# [Data under study]
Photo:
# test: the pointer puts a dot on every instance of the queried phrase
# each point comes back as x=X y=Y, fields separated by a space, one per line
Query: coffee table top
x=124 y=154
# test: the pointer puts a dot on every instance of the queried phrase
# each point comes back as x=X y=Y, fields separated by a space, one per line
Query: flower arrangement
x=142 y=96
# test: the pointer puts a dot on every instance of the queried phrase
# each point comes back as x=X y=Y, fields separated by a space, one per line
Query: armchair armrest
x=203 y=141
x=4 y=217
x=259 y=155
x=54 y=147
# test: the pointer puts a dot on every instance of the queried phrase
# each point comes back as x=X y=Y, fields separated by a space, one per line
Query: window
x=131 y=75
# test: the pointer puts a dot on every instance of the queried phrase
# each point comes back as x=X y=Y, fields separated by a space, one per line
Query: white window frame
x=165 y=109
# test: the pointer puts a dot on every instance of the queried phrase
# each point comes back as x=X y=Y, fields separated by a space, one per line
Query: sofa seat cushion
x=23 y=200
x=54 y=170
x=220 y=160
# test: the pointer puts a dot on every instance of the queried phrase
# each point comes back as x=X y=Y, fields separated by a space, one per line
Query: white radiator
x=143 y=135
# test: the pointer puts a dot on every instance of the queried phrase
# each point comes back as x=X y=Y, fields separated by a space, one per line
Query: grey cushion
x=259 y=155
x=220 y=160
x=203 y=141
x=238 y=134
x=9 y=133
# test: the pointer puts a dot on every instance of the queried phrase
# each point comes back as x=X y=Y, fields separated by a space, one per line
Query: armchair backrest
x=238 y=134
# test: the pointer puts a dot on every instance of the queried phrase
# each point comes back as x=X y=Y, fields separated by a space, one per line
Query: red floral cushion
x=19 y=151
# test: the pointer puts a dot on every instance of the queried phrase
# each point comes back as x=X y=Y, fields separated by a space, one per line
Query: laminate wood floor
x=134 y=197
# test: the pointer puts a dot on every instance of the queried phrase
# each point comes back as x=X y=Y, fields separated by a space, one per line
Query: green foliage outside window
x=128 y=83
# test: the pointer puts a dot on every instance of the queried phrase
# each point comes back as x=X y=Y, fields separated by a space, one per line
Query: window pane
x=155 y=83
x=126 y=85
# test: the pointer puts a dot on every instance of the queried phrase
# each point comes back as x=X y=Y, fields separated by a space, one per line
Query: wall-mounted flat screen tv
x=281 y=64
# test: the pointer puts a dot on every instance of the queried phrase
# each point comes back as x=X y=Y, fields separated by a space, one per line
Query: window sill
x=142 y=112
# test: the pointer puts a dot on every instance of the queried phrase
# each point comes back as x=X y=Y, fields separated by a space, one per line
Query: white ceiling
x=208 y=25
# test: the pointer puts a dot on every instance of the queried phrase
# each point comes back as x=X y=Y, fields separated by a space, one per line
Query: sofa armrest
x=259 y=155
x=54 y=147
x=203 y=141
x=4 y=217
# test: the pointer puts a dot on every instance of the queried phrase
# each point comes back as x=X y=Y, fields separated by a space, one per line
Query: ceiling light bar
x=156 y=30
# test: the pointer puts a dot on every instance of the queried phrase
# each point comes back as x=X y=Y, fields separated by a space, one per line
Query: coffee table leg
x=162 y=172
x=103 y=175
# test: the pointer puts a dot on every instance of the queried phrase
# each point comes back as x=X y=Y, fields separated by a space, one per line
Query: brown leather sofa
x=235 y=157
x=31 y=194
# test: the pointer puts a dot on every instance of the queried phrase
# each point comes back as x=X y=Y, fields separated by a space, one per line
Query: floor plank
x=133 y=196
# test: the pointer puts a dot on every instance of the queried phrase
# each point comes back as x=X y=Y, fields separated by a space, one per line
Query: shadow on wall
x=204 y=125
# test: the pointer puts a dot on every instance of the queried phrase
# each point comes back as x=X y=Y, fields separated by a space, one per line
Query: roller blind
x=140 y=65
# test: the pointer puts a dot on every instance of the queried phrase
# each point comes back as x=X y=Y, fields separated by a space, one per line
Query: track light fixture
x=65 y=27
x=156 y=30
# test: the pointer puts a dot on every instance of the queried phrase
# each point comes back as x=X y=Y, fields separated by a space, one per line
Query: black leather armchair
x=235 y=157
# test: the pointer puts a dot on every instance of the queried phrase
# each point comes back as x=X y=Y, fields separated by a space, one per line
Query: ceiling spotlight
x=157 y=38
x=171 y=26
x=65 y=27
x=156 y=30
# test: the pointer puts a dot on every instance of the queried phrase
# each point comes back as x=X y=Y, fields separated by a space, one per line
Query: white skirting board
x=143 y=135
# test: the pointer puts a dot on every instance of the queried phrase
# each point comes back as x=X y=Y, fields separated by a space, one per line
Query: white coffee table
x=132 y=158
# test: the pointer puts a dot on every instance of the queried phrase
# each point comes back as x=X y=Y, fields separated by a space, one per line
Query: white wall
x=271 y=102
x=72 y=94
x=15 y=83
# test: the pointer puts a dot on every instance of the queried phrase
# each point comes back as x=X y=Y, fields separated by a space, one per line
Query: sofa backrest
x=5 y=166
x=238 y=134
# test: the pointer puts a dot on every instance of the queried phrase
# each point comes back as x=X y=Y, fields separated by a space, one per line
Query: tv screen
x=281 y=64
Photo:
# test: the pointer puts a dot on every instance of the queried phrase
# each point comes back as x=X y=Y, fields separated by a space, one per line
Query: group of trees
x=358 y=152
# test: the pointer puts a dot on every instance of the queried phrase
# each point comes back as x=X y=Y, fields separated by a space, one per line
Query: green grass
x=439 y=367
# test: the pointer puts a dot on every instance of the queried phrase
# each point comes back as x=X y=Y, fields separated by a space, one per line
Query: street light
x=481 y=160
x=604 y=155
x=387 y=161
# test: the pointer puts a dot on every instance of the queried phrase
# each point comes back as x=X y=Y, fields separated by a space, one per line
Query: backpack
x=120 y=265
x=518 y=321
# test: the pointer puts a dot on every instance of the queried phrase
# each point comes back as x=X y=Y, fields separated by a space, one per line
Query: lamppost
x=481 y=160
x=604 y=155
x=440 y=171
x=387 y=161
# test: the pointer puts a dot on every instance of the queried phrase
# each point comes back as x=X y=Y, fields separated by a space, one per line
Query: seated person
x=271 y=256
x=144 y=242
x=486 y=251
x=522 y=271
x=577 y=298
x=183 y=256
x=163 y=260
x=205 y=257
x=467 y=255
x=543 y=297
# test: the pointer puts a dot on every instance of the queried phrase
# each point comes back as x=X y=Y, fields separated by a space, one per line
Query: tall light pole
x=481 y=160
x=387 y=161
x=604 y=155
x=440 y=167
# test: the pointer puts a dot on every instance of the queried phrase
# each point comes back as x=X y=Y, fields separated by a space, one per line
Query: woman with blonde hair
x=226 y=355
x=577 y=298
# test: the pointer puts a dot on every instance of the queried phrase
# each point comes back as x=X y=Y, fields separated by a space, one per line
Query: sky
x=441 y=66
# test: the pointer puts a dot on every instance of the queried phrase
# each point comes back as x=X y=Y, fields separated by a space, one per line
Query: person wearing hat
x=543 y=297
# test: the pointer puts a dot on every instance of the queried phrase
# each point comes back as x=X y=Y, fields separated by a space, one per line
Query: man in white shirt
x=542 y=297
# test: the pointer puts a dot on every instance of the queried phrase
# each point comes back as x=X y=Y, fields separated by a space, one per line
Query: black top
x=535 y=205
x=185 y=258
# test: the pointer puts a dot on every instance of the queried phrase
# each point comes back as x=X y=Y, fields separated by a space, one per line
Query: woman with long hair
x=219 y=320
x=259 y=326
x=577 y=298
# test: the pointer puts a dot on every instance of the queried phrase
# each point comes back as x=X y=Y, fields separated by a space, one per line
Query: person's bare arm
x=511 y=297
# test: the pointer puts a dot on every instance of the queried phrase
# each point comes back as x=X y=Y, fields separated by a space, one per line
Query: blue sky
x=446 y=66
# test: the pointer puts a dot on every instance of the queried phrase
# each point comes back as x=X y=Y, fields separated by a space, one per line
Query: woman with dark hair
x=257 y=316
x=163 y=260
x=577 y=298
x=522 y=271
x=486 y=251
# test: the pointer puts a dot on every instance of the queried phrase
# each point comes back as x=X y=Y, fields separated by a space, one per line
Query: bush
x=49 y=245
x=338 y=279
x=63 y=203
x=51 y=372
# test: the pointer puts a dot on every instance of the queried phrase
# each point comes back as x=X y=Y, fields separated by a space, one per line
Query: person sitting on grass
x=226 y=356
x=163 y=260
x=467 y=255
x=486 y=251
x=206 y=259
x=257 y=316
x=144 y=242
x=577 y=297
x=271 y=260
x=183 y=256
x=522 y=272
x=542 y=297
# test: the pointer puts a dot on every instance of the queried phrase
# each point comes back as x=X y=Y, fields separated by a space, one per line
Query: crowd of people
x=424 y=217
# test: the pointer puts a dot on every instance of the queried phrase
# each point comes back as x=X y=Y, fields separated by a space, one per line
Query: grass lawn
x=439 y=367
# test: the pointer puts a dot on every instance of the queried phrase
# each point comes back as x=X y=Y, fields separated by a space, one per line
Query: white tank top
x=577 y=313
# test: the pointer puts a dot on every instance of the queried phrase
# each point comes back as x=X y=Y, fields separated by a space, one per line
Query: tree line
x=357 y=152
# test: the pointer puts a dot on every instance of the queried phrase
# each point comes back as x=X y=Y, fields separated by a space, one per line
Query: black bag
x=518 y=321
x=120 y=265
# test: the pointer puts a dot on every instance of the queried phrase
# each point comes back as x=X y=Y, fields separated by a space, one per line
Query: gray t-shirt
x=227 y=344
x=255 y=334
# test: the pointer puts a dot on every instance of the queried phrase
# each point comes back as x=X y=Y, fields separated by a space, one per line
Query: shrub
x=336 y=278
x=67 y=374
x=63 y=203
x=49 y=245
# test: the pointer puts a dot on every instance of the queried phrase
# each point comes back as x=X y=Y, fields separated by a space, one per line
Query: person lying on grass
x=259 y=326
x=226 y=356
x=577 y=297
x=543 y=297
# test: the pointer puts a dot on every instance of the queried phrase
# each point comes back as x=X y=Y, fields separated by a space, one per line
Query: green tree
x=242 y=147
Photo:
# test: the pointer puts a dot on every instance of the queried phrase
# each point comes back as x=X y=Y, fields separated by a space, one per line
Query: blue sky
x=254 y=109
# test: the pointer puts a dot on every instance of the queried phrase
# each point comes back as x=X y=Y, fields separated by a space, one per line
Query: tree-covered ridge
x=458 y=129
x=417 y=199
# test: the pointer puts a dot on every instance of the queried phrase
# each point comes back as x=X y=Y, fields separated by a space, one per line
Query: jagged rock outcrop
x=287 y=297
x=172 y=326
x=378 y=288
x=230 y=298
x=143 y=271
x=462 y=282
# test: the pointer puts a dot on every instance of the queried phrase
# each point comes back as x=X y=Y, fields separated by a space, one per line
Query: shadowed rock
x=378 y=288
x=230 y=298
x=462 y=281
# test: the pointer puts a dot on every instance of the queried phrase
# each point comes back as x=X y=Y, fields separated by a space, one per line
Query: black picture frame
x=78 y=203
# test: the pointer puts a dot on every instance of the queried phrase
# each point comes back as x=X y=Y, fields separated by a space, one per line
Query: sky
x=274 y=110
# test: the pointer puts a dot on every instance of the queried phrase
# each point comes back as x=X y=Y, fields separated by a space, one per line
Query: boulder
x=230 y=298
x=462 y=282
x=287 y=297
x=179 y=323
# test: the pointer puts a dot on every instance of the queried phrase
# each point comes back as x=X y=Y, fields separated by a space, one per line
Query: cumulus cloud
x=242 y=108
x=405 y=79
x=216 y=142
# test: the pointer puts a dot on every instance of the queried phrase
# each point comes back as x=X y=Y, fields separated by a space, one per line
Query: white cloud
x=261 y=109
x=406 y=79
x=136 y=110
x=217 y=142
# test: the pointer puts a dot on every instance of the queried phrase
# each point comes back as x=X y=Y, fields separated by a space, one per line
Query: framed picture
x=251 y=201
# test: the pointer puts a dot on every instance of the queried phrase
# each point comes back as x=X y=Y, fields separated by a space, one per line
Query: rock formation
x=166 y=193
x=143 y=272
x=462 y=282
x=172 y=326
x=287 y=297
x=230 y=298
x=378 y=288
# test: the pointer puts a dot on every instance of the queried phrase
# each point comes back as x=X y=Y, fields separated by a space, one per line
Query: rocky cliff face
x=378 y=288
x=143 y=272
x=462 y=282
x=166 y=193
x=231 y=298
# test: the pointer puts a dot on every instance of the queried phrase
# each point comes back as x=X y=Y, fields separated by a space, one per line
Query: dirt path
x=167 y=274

# [Task requirements]
Please extract exactly, and only, the lines from the line containing "Query: rocky cliff face" through the last line of the records.

# [Result for this task]
Query: rocky cliff face
x=378 y=288
x=143 y=272
x=462 y=282
x=166 y=193
x=231 y=298
# test: the pointer puts a dot on every instance of the queried phrase
# each point comes back as x=X y=Y, fields separated by a space, one per line
Query: dirt path
x=167 y=274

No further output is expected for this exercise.